_КОРОТКОЕ УПРАЖНЕНИЕ 1_
Выпишите из статьи о Валентине Пикуле всё, что идёт от слов «Мы победим, клянусь» вниз до слов «море, о флоте.».

_СТАТЬЯ_
- - -

Книг в доме Пикулей было немного. Стояли на полке «Краткий курс ВКП(б)», к которому часто обращался отец Савва Михайлович, томик стихов Тараса Шевченко на украинском языке, сборник стихов М. Ю. Лермонтова и целый ряд тоненьких детских книжечек с полосными иллюстрациями. Почти каждый вечер отец раскрывал какую-нибудь и начинал читать сказки о богатырях, былины и легенды. Потом отца призвали служить матросом на Балтику.

Валя Пикуль успел закончить лишь 5-й класс, когда началась война. Блокада застала его в Ленинграде. Вместе со своими сверстниками он дежурил на чердаках, гасил брызжущие ядовитым фосфором сброшенные немецкие зажигалки, переживал вместе со всеми глад и хлад. Из черной тарелки репродуктора раздавался сухой голос диктора, читавшего сводки Информбюро и приказы Верховного Главнокомандующего. Слышался взволнованный женский голос:

Мы будем драться с беззаветной силой,

Мы одолеем бешеных зверей,

Мы победим, клянусь тебе, Россия,

От имени российских матерей!

Став взрослым, Валентин Пикуль узнает, что стихи читала сама Ольга Берггольц.

Весной сорок второго года он вместе с матерью эвакуируется в Архангельск, где тогда служил отец. Как и все ребята, он, естественно, мечтал о море, о флоте.

…Как-то днем Валя Пикуль стоял на берегу Северной Двины и наблюдал, как мальчишка, торопливо забросив в воду удочку и не дав даже вздрогнуть поплавку, тут же выдергивает удилище. Заревел гудок пароходика, и мальчуган, свернув удочку, зашагал дальше.

— Ишь, нетерпеливый, — неожиданно услышал Валя старческий голос. Обернулся. Рядом, на бревне, сидел неслышно подошедший старичок в соломенной шляпе.

— Не утерпел твой дружок, — с сочувствием в голосе произнес он, — дальше пошагал.

— Не-ет, я его не знаю, — ответил Валя. — Я из эвакуированных.

- - -

[Собранные данные]
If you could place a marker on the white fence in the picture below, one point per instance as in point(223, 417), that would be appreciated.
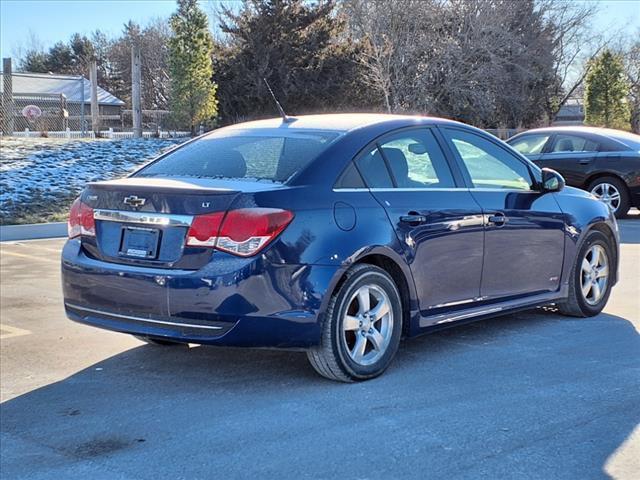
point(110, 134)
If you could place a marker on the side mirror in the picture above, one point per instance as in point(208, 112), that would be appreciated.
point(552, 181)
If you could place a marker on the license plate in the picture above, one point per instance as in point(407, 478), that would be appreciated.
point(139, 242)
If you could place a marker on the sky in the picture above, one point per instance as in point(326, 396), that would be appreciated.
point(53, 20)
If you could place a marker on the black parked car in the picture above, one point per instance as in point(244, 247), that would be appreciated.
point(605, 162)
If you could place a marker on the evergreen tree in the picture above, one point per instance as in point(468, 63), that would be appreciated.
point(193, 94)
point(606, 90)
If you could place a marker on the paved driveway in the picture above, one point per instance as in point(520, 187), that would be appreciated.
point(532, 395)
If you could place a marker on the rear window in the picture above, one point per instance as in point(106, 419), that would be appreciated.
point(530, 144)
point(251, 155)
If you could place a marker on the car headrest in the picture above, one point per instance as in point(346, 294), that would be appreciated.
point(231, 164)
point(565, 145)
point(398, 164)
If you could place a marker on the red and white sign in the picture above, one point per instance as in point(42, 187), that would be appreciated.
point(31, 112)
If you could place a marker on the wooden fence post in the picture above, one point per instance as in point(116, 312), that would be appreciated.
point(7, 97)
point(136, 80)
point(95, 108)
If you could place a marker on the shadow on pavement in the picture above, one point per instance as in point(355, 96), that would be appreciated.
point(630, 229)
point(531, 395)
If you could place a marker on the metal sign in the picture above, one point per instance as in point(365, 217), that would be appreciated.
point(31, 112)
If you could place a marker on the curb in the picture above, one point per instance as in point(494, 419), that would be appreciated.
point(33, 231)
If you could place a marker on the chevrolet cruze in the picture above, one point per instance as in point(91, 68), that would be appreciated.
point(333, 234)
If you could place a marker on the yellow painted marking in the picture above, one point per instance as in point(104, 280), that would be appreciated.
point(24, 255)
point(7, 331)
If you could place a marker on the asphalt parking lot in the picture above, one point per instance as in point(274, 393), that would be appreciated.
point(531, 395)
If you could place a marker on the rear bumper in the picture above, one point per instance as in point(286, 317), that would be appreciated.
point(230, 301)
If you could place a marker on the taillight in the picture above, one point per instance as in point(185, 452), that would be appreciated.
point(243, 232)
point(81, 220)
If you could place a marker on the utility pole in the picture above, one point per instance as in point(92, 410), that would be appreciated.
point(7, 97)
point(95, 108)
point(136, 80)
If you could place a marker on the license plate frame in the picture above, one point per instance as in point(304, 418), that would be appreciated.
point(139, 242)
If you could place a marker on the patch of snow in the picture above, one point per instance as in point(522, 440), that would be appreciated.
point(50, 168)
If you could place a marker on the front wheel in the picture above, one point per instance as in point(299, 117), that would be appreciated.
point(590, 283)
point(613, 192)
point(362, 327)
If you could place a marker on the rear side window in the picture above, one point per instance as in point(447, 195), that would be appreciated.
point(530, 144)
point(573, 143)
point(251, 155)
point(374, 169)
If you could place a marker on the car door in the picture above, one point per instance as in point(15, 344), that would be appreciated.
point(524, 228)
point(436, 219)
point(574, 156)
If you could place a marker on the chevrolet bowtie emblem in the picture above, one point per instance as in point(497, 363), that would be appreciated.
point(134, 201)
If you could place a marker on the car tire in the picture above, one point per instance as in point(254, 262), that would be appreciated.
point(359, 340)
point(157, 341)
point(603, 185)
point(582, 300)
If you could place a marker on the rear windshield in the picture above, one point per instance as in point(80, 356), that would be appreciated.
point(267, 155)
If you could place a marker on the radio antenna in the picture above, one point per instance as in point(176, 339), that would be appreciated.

- - -

_КОРОТКОЕ УПРАЖНЕНИЕ 2_
Пожалуйста, преобразуйте записи в JSON-список строк: возьмите всё от начала записей вниз до строки с «point(606, 90)» включительно, по одному элементу списка на каждую строку, и пропустите пустые строки. Изображения в ответ не включайте.

_РЕШЕНИЕ ЗАДАНИЯ 1_
Мы победим, клянусь тебе, Россия,

От имени российских матерей!

Став взрослым, Валентин Пикуль узнает, что стихи читала сама Ольга Берггольц.

Весной сорок второго года он вместе с матерью эвакуируется в Архангельск, где тогда служил отец. Как и все ребята, он, естественно, мечтал о море, о флоте.

_РЕШЕНИЕ ЗАДАНИЯ 2_
[
  "If you could place a marker on the white fence in the picture below, one point per instance as in point(223, 417), that would be appreciated.",
  "point(110, 134)",
  "If you could place a marker on the side mirror in the picture above, one point per instance as in point(208, 112), that would be appreciated.",
  "point(552, 181)",
  "If you could place a marker on the license plate in the picture above, one point per instance as in point(407, 478), that would be appreciated.",
  "point(139, 242)",
  "If you could place a marker on the sky in the picture above, one point per instance as in point(326, 396), that would be appreciated.",
  "point(53, 20)",
  "If you could place a marker on the black parked car in the picture above, one point per instance as in point(244, 247), that would be appreciated.",
  "point(605, 162)",
  "If you could place a marker on the evergreen tree in the picture above, one point per instance as in point(468, 63), that would be appreciated.",
  "point(193, 94)",
  "point(606, 90)"
]